**任务说明:** 请改写下面的清单，从含有“Every instance of the abstract”的那一行开始，到清单末尾为止，只写出这一部分，并把其中的“dark gray sofa”替换为“charcoal sofa”，其余内容一律不变。

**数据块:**
++++++++++

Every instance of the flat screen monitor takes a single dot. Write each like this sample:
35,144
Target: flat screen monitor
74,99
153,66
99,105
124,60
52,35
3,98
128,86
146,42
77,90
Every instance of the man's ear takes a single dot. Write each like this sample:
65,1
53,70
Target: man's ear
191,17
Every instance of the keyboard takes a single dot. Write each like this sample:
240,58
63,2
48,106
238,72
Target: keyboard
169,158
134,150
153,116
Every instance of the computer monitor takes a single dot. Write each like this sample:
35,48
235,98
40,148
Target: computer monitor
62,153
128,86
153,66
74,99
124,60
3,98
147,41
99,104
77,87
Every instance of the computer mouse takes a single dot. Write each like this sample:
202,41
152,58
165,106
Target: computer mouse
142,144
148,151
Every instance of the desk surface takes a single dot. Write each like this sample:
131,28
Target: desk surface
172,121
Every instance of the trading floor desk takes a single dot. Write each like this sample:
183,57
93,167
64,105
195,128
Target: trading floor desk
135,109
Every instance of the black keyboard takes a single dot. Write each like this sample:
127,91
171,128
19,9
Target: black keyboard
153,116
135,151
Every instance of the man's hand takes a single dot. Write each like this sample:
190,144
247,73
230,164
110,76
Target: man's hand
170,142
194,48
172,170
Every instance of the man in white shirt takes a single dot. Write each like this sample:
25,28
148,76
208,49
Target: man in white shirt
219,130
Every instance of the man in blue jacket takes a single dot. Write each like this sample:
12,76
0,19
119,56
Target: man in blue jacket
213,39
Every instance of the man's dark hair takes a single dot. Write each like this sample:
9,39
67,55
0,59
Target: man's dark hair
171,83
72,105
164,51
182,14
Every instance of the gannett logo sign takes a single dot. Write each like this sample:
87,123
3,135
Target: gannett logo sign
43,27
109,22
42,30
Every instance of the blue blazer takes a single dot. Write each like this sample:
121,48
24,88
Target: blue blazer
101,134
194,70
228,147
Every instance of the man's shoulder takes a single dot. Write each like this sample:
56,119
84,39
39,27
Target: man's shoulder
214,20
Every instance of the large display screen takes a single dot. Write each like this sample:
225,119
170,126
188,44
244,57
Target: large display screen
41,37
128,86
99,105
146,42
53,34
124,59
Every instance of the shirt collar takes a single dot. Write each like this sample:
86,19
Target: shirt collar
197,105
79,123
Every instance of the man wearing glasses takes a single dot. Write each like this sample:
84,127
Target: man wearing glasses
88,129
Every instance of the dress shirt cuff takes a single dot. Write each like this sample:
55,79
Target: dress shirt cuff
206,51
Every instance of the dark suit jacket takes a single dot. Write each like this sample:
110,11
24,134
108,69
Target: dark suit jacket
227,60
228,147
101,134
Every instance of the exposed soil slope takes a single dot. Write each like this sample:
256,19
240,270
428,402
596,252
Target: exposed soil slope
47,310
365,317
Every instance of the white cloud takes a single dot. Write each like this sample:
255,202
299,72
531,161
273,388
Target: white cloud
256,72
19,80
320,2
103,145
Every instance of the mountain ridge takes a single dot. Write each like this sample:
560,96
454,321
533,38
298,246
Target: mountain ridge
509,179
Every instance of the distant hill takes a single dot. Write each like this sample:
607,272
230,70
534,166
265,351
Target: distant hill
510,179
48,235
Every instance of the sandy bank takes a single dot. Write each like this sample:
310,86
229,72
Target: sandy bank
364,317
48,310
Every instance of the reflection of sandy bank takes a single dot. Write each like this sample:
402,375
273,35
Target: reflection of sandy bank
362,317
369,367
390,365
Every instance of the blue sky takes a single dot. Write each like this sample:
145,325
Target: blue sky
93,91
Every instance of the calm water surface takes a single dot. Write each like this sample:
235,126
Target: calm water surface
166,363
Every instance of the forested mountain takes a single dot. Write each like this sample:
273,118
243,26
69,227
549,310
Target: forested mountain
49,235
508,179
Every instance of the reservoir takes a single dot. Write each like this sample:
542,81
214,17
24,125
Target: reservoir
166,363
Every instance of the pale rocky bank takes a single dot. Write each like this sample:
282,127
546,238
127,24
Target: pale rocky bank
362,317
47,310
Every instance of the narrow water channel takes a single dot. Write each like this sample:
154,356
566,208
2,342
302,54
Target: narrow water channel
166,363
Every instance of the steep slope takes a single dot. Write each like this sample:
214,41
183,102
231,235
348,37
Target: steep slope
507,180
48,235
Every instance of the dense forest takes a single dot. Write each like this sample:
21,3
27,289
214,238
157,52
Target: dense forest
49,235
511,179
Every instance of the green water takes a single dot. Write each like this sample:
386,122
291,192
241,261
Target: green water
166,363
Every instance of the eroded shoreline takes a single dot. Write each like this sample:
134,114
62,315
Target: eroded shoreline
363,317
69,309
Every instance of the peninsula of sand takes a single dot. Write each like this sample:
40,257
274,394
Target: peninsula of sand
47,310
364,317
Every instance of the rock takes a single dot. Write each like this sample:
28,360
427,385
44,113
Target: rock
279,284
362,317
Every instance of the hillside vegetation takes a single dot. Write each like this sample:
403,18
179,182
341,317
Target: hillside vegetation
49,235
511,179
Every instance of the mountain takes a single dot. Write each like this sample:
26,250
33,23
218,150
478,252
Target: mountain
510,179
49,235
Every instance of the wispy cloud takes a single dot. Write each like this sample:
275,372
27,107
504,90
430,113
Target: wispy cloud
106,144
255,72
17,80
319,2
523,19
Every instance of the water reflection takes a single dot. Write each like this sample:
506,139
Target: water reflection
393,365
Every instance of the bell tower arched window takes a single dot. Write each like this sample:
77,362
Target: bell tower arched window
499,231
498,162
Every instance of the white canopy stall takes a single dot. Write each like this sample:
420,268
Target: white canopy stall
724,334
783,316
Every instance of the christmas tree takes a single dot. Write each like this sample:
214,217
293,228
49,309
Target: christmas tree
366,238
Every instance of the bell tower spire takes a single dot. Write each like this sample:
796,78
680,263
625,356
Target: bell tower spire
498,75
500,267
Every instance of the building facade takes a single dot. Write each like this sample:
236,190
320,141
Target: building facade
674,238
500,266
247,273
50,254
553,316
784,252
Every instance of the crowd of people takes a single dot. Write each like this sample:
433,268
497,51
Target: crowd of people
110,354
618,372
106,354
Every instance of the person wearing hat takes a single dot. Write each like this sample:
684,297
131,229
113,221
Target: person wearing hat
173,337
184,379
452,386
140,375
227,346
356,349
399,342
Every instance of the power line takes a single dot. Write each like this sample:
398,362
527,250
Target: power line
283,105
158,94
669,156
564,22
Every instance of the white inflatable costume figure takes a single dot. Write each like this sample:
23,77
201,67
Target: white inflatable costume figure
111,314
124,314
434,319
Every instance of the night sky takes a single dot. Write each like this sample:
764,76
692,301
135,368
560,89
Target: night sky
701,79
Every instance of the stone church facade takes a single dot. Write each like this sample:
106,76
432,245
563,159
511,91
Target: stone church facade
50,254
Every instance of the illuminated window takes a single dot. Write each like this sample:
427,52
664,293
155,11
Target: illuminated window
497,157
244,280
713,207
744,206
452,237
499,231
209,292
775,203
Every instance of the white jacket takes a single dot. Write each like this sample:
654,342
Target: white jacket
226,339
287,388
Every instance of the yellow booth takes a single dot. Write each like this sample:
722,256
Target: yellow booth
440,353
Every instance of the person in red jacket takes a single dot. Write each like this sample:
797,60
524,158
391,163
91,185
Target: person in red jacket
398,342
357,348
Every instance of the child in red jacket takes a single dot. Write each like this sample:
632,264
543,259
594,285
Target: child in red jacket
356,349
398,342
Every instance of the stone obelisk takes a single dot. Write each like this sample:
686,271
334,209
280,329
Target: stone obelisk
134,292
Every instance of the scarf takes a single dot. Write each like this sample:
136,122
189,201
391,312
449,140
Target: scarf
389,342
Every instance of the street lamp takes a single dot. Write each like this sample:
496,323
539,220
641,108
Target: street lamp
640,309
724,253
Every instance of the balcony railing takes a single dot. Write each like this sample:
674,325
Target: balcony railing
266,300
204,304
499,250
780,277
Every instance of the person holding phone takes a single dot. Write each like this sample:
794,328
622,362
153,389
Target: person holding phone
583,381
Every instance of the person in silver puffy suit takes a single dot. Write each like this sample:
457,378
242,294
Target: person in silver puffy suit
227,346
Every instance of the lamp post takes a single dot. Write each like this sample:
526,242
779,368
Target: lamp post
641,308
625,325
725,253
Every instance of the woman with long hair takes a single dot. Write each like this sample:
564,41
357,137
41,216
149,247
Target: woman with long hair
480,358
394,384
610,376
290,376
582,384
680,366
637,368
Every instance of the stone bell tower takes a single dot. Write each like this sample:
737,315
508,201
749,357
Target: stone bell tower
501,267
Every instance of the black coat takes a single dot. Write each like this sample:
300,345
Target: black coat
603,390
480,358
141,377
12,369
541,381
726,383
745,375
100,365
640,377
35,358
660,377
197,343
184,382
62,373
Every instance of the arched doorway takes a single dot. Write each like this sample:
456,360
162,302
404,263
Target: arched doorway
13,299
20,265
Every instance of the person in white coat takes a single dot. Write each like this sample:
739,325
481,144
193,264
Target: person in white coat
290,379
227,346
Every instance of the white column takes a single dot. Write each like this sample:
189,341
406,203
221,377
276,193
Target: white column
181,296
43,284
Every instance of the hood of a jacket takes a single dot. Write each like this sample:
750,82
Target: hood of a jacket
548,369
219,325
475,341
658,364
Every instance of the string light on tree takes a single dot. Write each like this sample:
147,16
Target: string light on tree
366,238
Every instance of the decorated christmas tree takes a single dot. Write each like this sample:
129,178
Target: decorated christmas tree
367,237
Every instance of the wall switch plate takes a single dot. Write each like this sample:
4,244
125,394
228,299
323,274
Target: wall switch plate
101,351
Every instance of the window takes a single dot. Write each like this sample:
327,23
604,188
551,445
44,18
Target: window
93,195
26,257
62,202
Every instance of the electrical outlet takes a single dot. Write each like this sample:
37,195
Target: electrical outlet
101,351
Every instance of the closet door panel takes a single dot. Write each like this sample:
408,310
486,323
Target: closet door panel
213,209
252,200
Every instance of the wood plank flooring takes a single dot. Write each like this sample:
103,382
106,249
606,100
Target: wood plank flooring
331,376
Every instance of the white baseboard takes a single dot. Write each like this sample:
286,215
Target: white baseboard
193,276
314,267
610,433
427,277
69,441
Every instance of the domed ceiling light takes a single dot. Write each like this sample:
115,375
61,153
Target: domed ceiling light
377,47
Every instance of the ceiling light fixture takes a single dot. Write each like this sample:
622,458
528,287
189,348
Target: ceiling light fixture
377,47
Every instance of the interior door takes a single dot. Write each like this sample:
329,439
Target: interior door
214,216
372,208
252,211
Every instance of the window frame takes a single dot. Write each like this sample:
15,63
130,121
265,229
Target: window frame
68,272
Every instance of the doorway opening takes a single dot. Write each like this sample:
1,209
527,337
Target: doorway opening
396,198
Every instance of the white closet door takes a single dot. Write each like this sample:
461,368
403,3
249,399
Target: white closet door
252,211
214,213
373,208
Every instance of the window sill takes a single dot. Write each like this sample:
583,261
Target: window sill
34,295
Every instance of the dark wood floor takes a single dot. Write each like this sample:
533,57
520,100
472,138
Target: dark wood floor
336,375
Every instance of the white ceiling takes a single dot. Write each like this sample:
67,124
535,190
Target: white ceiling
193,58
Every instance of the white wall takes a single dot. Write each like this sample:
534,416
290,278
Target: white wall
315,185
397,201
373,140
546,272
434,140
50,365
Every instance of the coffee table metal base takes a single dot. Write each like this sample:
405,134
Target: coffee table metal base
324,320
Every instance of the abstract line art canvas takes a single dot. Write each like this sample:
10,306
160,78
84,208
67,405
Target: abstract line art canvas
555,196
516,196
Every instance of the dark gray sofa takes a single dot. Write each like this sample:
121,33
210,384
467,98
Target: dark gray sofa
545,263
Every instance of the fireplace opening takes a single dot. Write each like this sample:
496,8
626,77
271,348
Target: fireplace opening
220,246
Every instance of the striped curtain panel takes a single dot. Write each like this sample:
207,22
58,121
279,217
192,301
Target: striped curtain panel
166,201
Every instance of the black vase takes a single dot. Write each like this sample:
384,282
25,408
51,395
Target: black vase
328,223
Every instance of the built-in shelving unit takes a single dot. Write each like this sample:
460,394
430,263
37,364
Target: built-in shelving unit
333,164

++++++++++

**回答:**
Every instance of the abstract line art canvas takes a single dot. Write each like this sample:
10,306
160,78
84,208
67,405
Target: abstract line art canvas
555,196
516,196
Every instance of the charcoal sofa takes a single dot. Write each like this sample:
121,33
210,384
467,98
Target: charcoal sofa
545,263
Every instance of the fireplace opening takes a single dot. Write each like this sample:
496,8
626,77
271,348
Target: fireplace opening
220,246
Every instance of the striped curtain panel takes a single dot. Write each like this sample:
207,22
58,121
279,217
192,301
Target: striped curtain panel
166,201
Every instance of the black vase takes a single dot. Write each like this sample:
384,282
25,408
51,395
Target: black vase
328,223
Every instance of the built-in shelving unit takes a single dot. Write each like this sample:
460,394
430,263
37,364
Target: built-in shelving unit
333,164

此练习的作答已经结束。